> _Records for the exercise_:
***
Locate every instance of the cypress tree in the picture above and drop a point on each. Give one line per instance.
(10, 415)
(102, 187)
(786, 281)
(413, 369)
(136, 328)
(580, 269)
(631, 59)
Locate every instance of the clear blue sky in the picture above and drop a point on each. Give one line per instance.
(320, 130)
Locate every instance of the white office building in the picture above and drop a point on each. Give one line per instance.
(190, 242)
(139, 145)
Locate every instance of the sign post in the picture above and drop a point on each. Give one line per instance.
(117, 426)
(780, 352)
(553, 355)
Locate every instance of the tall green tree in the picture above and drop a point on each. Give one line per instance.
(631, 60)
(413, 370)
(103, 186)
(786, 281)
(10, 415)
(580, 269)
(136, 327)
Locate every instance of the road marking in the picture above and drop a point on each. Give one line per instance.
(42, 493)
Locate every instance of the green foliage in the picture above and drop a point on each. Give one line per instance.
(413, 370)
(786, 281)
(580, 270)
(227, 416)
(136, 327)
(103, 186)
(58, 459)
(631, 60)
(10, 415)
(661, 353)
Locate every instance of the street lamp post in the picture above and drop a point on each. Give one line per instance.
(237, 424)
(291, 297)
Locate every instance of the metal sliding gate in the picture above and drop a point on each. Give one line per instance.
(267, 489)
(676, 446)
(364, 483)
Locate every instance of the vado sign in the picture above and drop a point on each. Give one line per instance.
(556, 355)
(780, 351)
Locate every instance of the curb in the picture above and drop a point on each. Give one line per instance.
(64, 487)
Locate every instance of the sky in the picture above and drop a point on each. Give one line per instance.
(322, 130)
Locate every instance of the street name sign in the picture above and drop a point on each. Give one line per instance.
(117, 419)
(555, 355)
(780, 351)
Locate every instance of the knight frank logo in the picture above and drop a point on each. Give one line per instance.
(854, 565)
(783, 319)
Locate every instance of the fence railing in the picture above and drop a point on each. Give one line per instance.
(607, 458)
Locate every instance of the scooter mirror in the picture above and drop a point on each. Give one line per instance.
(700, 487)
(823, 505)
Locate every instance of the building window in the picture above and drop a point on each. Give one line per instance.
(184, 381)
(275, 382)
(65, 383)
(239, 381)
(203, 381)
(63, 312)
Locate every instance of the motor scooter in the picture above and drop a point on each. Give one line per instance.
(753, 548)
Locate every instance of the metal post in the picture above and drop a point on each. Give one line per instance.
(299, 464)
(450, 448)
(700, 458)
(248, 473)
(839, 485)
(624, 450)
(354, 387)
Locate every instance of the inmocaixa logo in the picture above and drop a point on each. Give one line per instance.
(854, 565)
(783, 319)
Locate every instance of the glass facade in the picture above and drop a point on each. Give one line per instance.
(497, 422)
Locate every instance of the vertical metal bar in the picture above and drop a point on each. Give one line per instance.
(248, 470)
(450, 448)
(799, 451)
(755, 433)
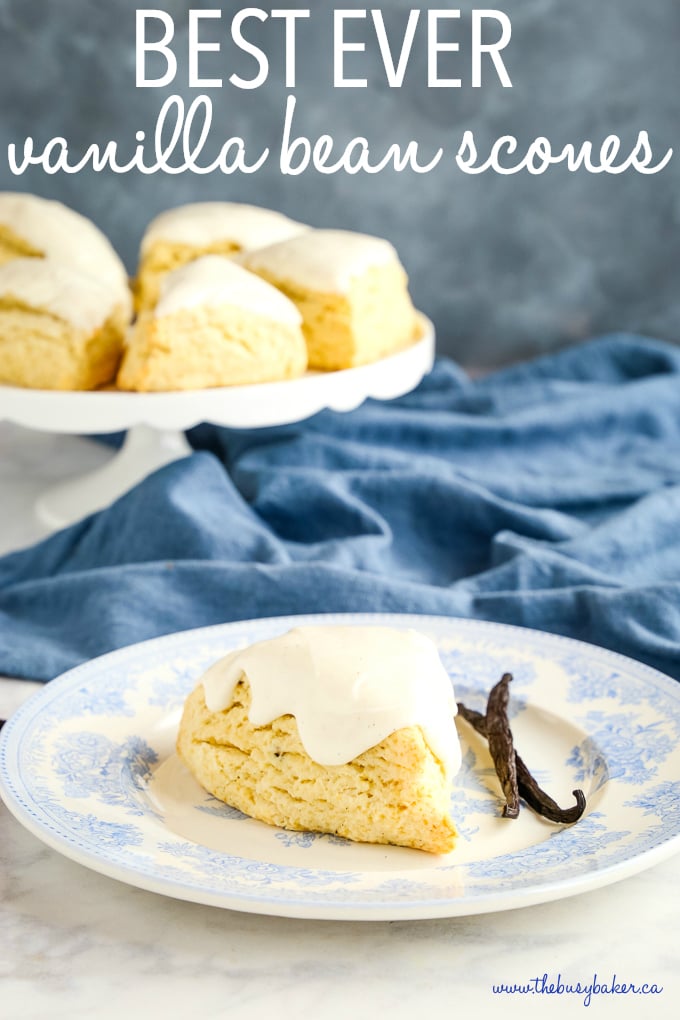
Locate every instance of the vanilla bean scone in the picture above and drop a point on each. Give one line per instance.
(352, 292)
(59, 329)
(188, 232)
(40, 228)
(340, 729)
(216, 324)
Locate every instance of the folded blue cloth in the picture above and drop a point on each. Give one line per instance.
(546, 495)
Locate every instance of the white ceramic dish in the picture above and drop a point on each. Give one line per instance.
(258, 406)
(88, 766)
(155, 421)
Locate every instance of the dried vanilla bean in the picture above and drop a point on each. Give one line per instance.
(501, 745)
(529, 789)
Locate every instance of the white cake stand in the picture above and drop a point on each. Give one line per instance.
(155, 422)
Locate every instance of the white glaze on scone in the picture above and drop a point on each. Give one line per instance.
(348, 687)
(203, 223)
(215, 279)
(326, 261)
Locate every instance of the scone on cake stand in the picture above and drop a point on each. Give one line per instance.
(155, 422)
(215, 321)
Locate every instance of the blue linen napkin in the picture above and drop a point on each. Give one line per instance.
(546, 495)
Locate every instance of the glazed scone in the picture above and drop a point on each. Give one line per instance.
(351, 290)
(181, 235)
(348, 730)
(58, 328)
(216, 324)
(38, 227)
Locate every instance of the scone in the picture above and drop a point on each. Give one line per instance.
(37, 227)
(351, 291)
(181, 235)
(59, 329)
(216, 324)
(348, 730)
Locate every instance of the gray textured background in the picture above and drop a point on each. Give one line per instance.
(506, 265)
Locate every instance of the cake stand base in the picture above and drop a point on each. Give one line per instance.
(144, 451)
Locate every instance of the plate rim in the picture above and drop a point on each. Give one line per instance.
(480, 903)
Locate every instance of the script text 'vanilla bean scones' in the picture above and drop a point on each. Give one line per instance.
(352, 292)
(340, 729)
(59, 329)
(181, 235)
(38, 227)
(216, 324)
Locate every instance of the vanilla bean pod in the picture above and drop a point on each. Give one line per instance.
(529, 789)
(501, 745)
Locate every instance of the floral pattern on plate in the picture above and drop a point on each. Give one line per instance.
(88, 765)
***
> _About this task_: Leave out the pictures. Transcribe the rest of the listing above exactly.

> _Answer to this exercise_:
Locate every instance of the cypress tree in the picture above and drop a point on each. Give one line per instance.
(10, 415)
(102, 187)
(786, 281)
(413, 369)
(136, 328)
(580, 269)
(631, 59)
Locate every instance of the clear blue sky in the picture above and drop a point on each. Give one line per instance.
(320, 130)
Locate every instance of the white office building in the picture above and drop a point on each. Give one line per instance.
(190, 242)
(139, 145)
Locate every instance of the sign post in the picture above and drop a point on each. Give one line per instance.
(117, 426)
(780, 352)
(553, 355)
Locate every instance of the tall green tree in the picture above and drop a point on each. Give one line per instance.
(631, 60)
(413, 370)
(103, 186)
(786, 281)
(10, 415)
(580, 269)
(136, 327)
Locate every instance of the road marking in the picture above and drop a point on each. Give one line per instance.
(42, 493)
Locate every instance of the green foliage in the picture above and drop a point on each. Give one line per instance.
(413, 370)
(786, 281)
(580, 270)
(227, 416)
(136, 327)
(103, 186)
(58, 459)
(631, 60)
(10, 415)
(661, 353)
Locate every instance of the street lamp post in the picture above and drop a point on each. Give one line per instance.
(237, 424)
(291, 297)
Locate every instance of the metal sliding gate in the picture above and drop a point on each. Give one line per instance.
(267, 489)
(676, 446)
(364, 483)
Locate every instance of the vado sign in the picture above and drop a point on each. Give one line per instance.
(556, 355)
(780, 351)
Locate every instance of the curb in the picture above and drop a point on each. Give one line per instance.
(64, 487)
Locate every instance of the sky in the picture above and drop a point on each. Give one line per instance.
(322, 130)
Locate every instance of the street name sign in the picture above and drop a point on each. Give one line per instance.
(117, 419)
(555, 355)
(780, 351)
Locate every instance of the knight frank logo in the picture above and drop a point on each. Give one line per instance.
(854, 565)
(783, 319)
Locate every instance of the fence railing in the picture above and drop a point on each. Give one line per instance.
(607, 458)
Locate every instance of the scooter mirror in the picture above and drop a point on each. Give one line per instance.
(700, 487)
(823, 505)
Locate every instance of the building window in the picture above and drop a point on each. Give one line per instance.
(184, 381)
(275, 382)
(65, 383)
(239, 381)
(203, 381)
(63, 312)
Locate every instance of the motor scooter in the picture above and drop a point on each. Give one line per instance.
(753, 548)
Locate every instance of the metal post in the picture above and drop a point on each. Give one line per instance.
(299, 464)
(450, 448)
(700, 458)
(248, 473)
(839, 485)
(624, 450)
(354, 387)
Locate every instance of the inmocaixa logo in the picture above and drop a point on each. Give one line per instance.
(854, 565)
(783, 319)
Locate every instance of the glass facade in the picture above and drop a point on each. Give one line per instance.
(497, 422)
Locate every instance of the vertical metal bar in the picture above and drop a point on each. Give one line per instance.
(248, 470)
(450, 448)
(799, 451)
(755, 433)
Locate every instance of the vanilla bean scone in the picture above and drop a point on each. Give one line per instance.
(352, 292)
(59, 329)
(188, 232)
(40, 228)
(340, 729)
(216, 324)
Locate every instance of the folded blue cloth in the picture above and drop a point on each. Give one line per instance.
(546, 495)
Locate every instance of the white ceramic dish in the picture above and drop a point on each. Give one line per instance.
(258, 406)
(88, 766)
(155, 421)
Locate every instance of the dried vanilla bean in the picture above and drop a point on each. Give one line per instance.
(501, 745)
(529, 789)
Locate every instance of the white cake stand in the picture above and drop a point on each. Give one line per instance.
(155, 422)
Locate every instance of the white glaze on scone in the picture above and drop a point on each. Give one line per instance.
(348, 687)
(203, 223)
(215, 279)
(326, 261)
Locate every instance of the scone on cake stand in the picture above and drop a point on each. Give one line per instance.
(155, 422)
(215, 321)
Locate every instance of the blue linen napkin in the picture above and drop a point on each. Give one line per instance.
(546, 495)
Locate every instance of the glazed scone in the picture above and drop a point on each. Give one line per instance.
(351, 290)
(181, 235)
(348, 730)
(58, 328)
(216, 324)
(38, 227)
Locate every instance of the scone in the picture above and drop a point on each. Give one line per instance.
(37, 227)
(351, 291)
(181, 235)
(59, 329)
(216, 324)
(348, 730)
Locate every instance of the gray textured background in the picture above and drop a point on each. Give one line per instance.
(506, 265)
Locate every instance of the cake stand base in the picture above and drop a point on each. Give one line per instance.
(144, 451)
Locate every instance of the plate rim in the picture above and drop a point on each. Give one line per instance.
(480, 903)
Locate every instance of the script text 'vanilla bean scones' in the picture above and drop a point on each. Give one line per instance.
(352, 292)
(340, 729)
(59, 329)
(181, 235)
(38, 227)
(216, 324)
Locate every instance of the vanilla bean pod in the picture above and drop a point on each. Give one line per instance.
(529, 789)
(501, 745)
Locate every instance of the floral pattern on plate in the picture above and drop a point on each. Give one line per instance.
(88, 765)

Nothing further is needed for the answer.